**Stated exercise**
Please rewrite the items below with every "cliff face" changed to "rock face" and nothing else altered.

**Source data**
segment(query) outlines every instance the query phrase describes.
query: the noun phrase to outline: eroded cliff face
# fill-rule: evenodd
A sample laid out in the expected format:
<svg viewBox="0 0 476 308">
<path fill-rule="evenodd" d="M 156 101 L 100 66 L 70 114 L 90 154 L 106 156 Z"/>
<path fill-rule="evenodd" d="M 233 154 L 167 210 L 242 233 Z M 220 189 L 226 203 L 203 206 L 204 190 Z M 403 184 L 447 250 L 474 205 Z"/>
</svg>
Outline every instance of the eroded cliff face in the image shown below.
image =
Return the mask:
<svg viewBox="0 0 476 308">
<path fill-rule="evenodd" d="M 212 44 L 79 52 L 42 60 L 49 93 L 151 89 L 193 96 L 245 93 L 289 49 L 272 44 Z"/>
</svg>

**Response to this exercise**
segment(query) outlines every instance the query phrase describes.
query: the noun phrase to outline: eroded rock face
# fill-rule: evenodd
A sample laid out in the expected format:
<svg viewBox="0 0 476 308">
<path fill-rule="evenodd" d="M 156 101 L 100 66 L 70 114 L 90 154 L 106 156 Z"/>
<path fill-rule="evenodd" d="M 233 154 L 167 210 L 242 233 Z M 220 189 L 226 203 L 203 206 L 204 190 Z M 403 184 L 447 250 L 474 205 Z"/>
</svg>
Outline every instance of the eroded rock face in the image shown below.
image =
Return the mask:
<svg viewBox="0 0 476 308">
<path fill-rule="evenodd" d="M 212 44 L 79 52 L 42 60 L 49 93 L 151 89 L 193 96 L 245 93 L 289 49 L 272 44 Z"/>
</svg>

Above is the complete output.